## AIM OF THE TASK
Render every entry verbatim.

## DATASET ENTRIES
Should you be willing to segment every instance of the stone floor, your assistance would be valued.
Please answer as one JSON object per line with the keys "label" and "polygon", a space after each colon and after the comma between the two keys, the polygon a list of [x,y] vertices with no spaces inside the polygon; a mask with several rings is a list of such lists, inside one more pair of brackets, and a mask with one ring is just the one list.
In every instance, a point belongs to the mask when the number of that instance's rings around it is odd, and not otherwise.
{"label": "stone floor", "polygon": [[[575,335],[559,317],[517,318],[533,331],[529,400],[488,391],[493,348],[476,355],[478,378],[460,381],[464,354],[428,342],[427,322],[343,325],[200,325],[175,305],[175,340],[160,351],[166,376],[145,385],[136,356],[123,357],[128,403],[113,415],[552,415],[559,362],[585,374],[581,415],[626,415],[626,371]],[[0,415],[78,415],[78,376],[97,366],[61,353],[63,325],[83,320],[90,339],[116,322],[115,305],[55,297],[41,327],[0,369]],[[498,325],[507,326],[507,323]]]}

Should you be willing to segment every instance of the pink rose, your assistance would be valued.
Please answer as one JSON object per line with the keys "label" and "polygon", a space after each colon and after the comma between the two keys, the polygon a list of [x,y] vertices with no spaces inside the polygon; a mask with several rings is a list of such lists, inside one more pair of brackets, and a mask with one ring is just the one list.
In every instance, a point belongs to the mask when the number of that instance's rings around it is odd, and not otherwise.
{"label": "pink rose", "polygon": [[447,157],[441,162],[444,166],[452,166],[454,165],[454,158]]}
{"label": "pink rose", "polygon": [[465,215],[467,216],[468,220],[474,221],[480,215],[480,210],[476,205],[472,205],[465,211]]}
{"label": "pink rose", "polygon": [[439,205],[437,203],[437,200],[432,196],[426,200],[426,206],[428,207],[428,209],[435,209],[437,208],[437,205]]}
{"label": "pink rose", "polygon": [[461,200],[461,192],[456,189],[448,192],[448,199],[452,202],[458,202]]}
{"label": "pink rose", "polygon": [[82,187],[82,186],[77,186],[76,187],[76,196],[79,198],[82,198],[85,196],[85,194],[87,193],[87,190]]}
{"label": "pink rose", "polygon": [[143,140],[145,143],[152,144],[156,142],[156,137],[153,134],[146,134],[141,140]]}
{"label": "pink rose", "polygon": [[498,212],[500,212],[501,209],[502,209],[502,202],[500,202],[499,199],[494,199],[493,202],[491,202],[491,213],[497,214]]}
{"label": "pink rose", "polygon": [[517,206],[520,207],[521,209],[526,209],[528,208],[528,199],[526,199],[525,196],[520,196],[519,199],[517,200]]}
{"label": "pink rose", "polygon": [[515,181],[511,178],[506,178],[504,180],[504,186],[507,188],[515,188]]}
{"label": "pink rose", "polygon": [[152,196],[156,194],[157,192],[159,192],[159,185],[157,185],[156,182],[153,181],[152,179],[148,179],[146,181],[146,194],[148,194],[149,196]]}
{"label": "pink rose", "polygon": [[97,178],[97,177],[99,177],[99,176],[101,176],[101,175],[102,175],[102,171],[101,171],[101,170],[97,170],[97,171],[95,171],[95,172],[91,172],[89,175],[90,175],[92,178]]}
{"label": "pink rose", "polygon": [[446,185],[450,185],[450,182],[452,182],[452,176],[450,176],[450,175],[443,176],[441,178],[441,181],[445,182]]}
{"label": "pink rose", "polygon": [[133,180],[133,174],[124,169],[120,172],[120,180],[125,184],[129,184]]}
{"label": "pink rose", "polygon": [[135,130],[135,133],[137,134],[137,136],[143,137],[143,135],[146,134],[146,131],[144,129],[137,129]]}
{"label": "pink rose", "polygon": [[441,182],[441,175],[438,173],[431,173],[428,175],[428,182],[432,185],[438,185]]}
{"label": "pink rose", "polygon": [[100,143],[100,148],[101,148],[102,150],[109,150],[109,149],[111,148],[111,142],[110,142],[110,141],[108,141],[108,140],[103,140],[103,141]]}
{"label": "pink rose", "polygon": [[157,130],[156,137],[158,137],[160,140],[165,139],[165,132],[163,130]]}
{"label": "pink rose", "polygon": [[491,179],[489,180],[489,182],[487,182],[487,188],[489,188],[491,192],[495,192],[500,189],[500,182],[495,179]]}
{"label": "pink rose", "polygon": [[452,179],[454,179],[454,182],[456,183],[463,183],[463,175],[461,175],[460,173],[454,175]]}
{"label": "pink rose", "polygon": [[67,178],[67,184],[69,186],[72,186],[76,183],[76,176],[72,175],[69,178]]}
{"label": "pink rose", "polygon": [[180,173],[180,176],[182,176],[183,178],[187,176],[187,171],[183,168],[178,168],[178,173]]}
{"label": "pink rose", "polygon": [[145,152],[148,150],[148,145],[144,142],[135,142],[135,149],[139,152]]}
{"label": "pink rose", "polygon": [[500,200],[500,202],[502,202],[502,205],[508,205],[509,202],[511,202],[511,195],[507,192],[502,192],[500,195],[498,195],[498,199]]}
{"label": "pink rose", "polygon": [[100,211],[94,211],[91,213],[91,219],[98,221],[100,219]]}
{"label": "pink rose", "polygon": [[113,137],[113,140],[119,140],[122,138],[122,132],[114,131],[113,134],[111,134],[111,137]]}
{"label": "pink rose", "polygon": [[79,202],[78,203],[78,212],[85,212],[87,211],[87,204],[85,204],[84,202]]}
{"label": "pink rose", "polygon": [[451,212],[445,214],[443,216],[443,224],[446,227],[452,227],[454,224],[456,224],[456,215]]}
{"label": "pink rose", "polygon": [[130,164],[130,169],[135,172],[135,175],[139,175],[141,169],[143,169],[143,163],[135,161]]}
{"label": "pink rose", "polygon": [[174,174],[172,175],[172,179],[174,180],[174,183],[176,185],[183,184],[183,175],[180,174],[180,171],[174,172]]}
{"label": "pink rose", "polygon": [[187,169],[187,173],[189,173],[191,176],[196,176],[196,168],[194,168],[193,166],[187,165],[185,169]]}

## ANSWER SECTION
Should you be willing to segment every instance of the stone floor, your assistance would be valued.
Please answer as one JSON object per line with the keys "label" and "polygon", a space after each colon and after the comma between the two keys, the polygon a list of [x,y] vertices with no spaces inside the polygon; a mask with several rings is a list of such lists, inside one more pair of brackets, and a mask with one ring is just the one list.
In every instance, a point belongs to the mask when the number of that instance's rings around it is odd, and not otherwise.
{"label": "stone floor", "polygon": [[[575,335],[559,317],[517,318],[533,331],[529,400],[488,391],[493,348],[476,355],[478,378],[460,381],[464,354],[428,342],[427,322],[343,325],[200,325],[175,305],[175,340],[160,351],[166,376],[145,385],[136,356],[123,357],[128,403],[113,415],[552,415],[559,362],[585,374],[581,415],[626,415],[626,371]],[[0,415],[78,415],[78,376],[97,366],[61,353],[63,325],[83,320],[90,339],[116,322],[115,305],[55,297],[41,327],[0,369]],[[498,325],[507,326],[507,323]]]}

Should you be willing to segment every instance of the pink rose, your assistance would be valued.
Please answer as one JSON object per line with the keys "label" and "polygon", a space after each colon and after the comma between the two keys, the polygon a list of [x,y] vertices with no spaces inside the polygon; a mask with several rings is a list of such lists, inside one more pair of brackets, and a mask with one ring is just the one list.
In every instance, a point belongs to the mask when the number of that instance's rings around it is odd, and not otherwise.
{"label": "pink rose", "polygon": [[447,157],[441,162],[444,166],[452,166],[454,165],[454,158]]}
{"label": "pink rose", "polygon": [[465,215],[467,216],[468,220],[474,221],[480,215],[480,210],[476,205],[472,205],[465,211]]}
{"label": "pink rose", "polygon": [[439,205],[437,203],[437,200],[432,196],[426,200],[426,206],[428,207],[428,209],[435,209],[437,208],[437,205]]}
{"label": "pink rose", "polygon": [[461,200],[461,192],[456,189],[448,192],[448,199],[452,202],[458,202]]}
{"label": "pink rose", "polygon": [[82,187],[82,186],[77,186],[76,187],[76,196],[79,198],[82,198],[85,196],[85,194],[87,193],[87,190]]}
{"label": "pink rose", "polygon": [[143,140],[145,143],[152,144],[156,142],[156,137],[153,134],[146,134],[141,140]]}
{"label": "pink rose", "polygon": [[498,212],[500,212],[501,209],[502,209],[502,202],[500,202],[499,199],[494,199],[493,202],[491,202],[491,213],[497,214]]}
{"label": "pink rose", "polygon": [[517,206],[520,207],[521,209],[526,209],[528,208],[528,199],[526,199],[525,196],[520,196],[519,199],[517,200]]}
{"label": "pink rose", "polygon": [[515,181],[511,178],[506,178],[504,180],[504,186],[507,188],[515,188]]}
{"label": "pink rose", "polygon": [[152,196],[156,194],[157,192],[159,192],[159,185],[157,185],[156,182],[153,181],[152,179],[148,179],[146,181],[146,194],[148,194],[149,196]]}
{"label": "pink rose", "polygon": [[97,178],[97,177],[99,177],[99,176],[101,176],[101,175],[102,175],[102,171],[101,171],[101,170],[97,170],[97,171],[95,171],[95,172],[91,172],[89,175],[90,175],[92,178]]}
{"label": "pink rose", "polygon": [[446,185],[450,185],[450,182],[452,182],[452,176],[450,176],[450,175],[443,176],[441,178],[441,181],[445,182]]}
{"label": "pink rose", "polygon": [[133,180],[133,174],[124,169],[120,172],[120,180],[125,184],[129,184]]}
{"label": "pink rose", "polygon": [[135,130],[135,133],[137,134],[137,136],[143,137],[143,135],[146,134],[146,131],[144,129],[137,129]]}
{"label": "pink rose", "polygon": [[441,182],[441,175],[438,173],[431,173],[428,175],[428,182],[432,185],[438,185]]}
{"label": "pink rose", "polygon": [[100,143],[100,148],[101,148],[102,150],[109,150],[109,149],[111,148],[111,142],[110,142],[110,141],[108,141],[108,140],[103,140],[103,141]]}
{"label": "pink rose", "polygon": [[157,130],[156,137],[158,137],[160,140],[165,139],[165,132],[163,130]]}
{"label": "pink rose", "polygon": [[491,179],[489,180],[489,182],[487,182],[487,188],[489,188],[491,192],[495,192],[500,189],[500,182],[495,179]]}
{"label": "pink rose", "polygon": [[452,179],[454,179],[454,182],[456,183],[463,183],[463,175],[461,175],[460,173],[454,175]]}
{"label": "pink rose", "polygon": [[67,178],[67,184],[69,186],[72,186],[76,183],[76,176],[72,175],[69,178]]}
{"label": "pink rose", "polygon": [[180,173],[180,176],[182,176],[183,178],[187,176],[187,171],[183,168],[178,168],[178,173]]}
{"label": "pink rose", "polygon": [[145,152],[148,150],[148,145],[144,142],[135,142],[135,149],[139,152]]}
{"label": "pink rose", "polygon": [[500,200],[500,202],[502,202],[502,205],[508,205],[509,202],[511,202],[511,195],[507,192],[502,192],[500,195],[498,195],[498,199]]}
{"label": "pink rose", "polygon": [[100,211],[94,211],[91,213],[91,219],[98,221],[100,219]]}
{"label": "pink rose", "polygon": [[113,137],[113,140],[119,140],[122,138],[122,132],[114,131],[113,134],[111,134],[111,137]]}
{"label": "pink rose", "polygon": [[79,202],[78,203],[78,212],[85,212],[87,211],[87,204],[85,204],[84,202]]}
{"label": "pink rose", "polygon": [[451,212],[445,214],[443,216],[443,224],[446,227],[452,227],[454,224],[456,224],[456,215]]}
{"label": "pink rose", "polygon": [[130,164],[130,169],[135,172],[135,175],[139,175],[141,169],[143,169],[143,163],[135,161]]}
{"label": "pink rose", "polygon": [[174,174],[172,175],[172,179],[174,180],[174,183],[176,185],[183,184],[183,175],[180,174],[180,171],[174,172]]}
{"label": "pink rose", "polygon": [[187,169],[187,173],[189,173],[191,176],[196,176],[196,168],[194,168],[193,166],[187,165],[185,169]]}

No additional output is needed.